---------- Dataset excerpts ----------

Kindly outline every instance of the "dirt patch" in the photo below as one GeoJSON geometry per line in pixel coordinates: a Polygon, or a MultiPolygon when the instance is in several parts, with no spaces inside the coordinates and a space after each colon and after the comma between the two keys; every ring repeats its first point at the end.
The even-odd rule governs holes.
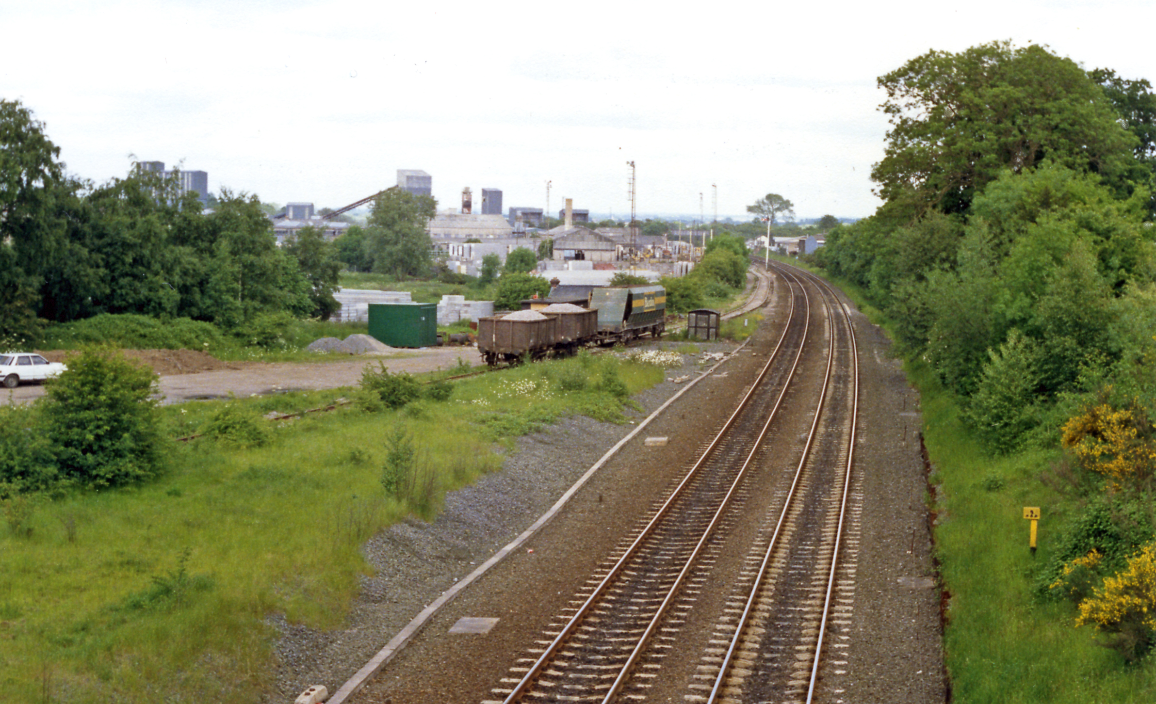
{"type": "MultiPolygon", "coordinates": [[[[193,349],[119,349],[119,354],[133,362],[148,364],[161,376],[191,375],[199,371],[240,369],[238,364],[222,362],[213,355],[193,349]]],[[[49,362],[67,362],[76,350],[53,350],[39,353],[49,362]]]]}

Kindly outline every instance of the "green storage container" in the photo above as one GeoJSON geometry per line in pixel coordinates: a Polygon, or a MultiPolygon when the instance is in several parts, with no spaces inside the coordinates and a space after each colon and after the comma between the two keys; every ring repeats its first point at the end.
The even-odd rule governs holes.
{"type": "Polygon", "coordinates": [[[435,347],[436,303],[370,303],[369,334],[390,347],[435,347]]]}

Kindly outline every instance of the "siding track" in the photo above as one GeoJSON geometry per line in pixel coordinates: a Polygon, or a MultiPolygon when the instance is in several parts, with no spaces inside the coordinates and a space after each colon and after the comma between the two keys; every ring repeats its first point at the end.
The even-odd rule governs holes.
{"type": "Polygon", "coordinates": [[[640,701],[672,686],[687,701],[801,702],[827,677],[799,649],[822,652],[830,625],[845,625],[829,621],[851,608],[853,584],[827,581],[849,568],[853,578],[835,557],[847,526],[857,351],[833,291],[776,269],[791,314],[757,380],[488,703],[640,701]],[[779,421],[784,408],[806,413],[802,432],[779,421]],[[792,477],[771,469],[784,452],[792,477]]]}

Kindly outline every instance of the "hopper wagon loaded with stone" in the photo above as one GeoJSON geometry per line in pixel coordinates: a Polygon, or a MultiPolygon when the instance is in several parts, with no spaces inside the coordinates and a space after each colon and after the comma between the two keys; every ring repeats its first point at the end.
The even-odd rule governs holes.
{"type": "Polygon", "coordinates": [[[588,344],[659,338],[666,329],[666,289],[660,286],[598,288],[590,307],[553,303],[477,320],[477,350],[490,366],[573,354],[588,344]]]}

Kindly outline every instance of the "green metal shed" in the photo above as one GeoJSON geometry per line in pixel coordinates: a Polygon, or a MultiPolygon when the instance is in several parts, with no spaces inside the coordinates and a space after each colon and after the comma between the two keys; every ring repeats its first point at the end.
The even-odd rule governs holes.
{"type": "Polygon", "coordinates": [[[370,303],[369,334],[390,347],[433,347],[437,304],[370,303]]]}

----------
---------- Dataset excerpts ----------

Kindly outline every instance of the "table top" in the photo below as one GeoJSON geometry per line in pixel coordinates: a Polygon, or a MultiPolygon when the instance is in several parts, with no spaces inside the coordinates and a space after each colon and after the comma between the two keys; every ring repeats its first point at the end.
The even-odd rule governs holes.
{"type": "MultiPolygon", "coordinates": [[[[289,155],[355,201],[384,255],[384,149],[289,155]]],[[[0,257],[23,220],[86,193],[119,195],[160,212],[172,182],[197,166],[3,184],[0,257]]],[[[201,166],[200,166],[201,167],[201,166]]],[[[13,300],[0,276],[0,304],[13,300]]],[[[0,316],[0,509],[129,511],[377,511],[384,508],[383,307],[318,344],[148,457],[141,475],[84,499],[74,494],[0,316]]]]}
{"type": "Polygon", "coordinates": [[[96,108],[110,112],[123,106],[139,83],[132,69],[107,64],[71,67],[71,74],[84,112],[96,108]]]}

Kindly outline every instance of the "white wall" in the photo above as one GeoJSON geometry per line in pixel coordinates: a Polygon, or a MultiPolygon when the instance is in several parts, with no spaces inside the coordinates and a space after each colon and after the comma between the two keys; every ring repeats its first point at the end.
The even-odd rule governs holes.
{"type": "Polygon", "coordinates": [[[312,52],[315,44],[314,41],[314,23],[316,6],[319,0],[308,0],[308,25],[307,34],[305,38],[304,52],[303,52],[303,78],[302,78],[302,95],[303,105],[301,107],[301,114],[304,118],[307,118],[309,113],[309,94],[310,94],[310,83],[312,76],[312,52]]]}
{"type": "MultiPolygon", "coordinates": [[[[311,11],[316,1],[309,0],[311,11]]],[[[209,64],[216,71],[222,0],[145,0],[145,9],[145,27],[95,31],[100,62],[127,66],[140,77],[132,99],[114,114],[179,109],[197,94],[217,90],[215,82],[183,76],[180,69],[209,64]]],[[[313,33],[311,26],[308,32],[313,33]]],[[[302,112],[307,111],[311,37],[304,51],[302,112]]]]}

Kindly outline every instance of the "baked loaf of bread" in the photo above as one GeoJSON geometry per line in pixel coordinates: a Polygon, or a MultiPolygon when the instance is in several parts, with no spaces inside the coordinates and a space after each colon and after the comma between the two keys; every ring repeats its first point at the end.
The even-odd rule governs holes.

----------

What you have to do
Gather every line of the material above that contains the word "green", and copy each of those lines in full.

Task solution
Kindly outline every instance of the "green storage container" in the photo above as one GeoJSON geometry per line in pixel coordinates: a Polygon, or a MultiPolygon when the instance is in several parts, with no spaces inside the coordinates and a space after each colon and after the comma between the two keys; every ring repeats its first point at the end.
Kindly outline every instance of the "green metal shed" in the photo above as one GeoJSON geometry per line in pixel coordinates: a Polygon, or a MultiPolygon when the instance is in several parts, with no spaces inside the coordinates and a space after each colon and after the comma between the two keys; every ring repeats its first point at the end.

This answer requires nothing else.